Activity —
List every person named in the text on San Francisco's vaccine rollout.

Supplied text —
Friday’s announcement arose amid mounting criticism and concern from San Franciscans who are trying to understand how and when they can receive vaccines. Breed defended the city’s progress and repeatedly noted that any hiccups are on the state and federal end, which the city has no control over.
“The locations are not the problem. It’s the supply,” Breed said.
So far, the Department of Public Health has administered 13,566 vaccines out of the 33,975 doses it received, according to the Covid Command Center, or nearly 40 percent of its resources. All remaining doses are “second doses for scheduled appointments, allocated to institutions that are scaling up operations, redistributed to other facilities ready to use” or had been “just delivered.”
Those “institutions” or “facilities” include clinics, the city’s two hospitals and institutions outside of those that the city supplies such as the Chinese Hospital. It’s these individual clinics that are then in control of how many patients are vaccinated.
On Thursday, Mission Local found that several clinics that Dr. Colfax said on Tuesday might be expected to vaccinate residents over 65-years-old this week had not done so. On Friday, the Health Department said several logistical factors on the individual clinic level could cause delay, such as whether these clinics have enough freezer space and how many patients they think they can vaccinate a day.
The confusion prompted District 6 Supervisor Matt Haney to call for a hearing on vaccine distribution for next Wednesday at 11:30 a.m., he tweeted Friday: “We need information, action, access and quick distribution.”
Seemingly to dispel some confusion, Breed also announced on Friday a new notification system reserved for city residents that will contact each person when they are allowed to receive a vaccine. It launches officially on Jan. 19. Covid Command Center said a new vaccine dashboard will be added to the city’s covid data dashboard, too.
Up until now, Breed said, San Francisco has been inoculating populations in the state’s Phase 1A category, or healthcare and long-term residents.“We have between 80 to 90,000 frontline health care workers in the city,” the mayor said.
She did not say whether all had been vaccinated, but the city said earlier this week that, like the state, San Francisco would next be immunizing California residents over the age of 65 .

Natural language region descriptions

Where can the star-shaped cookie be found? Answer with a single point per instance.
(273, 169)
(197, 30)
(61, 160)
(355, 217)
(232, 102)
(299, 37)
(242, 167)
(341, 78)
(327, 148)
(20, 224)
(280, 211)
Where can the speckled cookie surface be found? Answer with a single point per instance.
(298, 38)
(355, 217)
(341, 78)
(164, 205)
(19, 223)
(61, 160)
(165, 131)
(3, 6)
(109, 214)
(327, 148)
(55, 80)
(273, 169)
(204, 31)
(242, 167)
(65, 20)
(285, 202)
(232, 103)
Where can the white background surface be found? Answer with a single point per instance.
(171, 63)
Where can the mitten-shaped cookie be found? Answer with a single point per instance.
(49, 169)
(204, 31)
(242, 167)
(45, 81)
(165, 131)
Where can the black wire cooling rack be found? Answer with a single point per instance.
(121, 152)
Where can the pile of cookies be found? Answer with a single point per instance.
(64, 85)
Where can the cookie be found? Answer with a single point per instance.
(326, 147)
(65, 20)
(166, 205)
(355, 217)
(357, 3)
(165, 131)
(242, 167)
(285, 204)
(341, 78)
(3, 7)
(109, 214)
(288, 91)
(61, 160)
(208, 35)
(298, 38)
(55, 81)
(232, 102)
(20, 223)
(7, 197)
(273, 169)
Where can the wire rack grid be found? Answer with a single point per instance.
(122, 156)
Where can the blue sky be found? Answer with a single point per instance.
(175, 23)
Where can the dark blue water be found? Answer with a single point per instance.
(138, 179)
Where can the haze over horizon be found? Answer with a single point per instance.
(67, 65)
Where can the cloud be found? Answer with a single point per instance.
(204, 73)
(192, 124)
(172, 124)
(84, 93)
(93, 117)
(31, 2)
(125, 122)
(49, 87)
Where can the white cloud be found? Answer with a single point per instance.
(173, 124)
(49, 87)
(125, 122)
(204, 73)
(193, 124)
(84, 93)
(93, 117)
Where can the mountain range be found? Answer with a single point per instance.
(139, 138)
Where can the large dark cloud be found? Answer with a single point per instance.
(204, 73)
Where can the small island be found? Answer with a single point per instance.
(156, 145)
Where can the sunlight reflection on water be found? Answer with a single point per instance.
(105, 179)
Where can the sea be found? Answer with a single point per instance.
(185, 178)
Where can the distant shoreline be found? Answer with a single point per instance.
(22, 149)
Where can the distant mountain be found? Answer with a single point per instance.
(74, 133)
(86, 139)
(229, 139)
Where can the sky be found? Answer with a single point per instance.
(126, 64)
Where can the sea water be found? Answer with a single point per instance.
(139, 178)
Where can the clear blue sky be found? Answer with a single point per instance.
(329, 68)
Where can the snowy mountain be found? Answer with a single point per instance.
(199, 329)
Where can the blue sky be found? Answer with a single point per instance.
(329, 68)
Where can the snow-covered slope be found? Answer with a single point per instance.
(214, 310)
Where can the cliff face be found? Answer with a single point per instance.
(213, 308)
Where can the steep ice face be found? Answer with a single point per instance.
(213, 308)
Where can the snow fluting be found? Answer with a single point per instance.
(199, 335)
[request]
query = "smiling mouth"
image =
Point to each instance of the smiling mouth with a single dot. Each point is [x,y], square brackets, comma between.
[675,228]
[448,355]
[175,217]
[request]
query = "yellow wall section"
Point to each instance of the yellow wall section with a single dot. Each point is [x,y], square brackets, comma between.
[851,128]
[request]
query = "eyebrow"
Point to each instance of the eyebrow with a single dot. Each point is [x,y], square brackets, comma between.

Exercise solution —
- Breed
- Dr. Colfax
- Matt Haney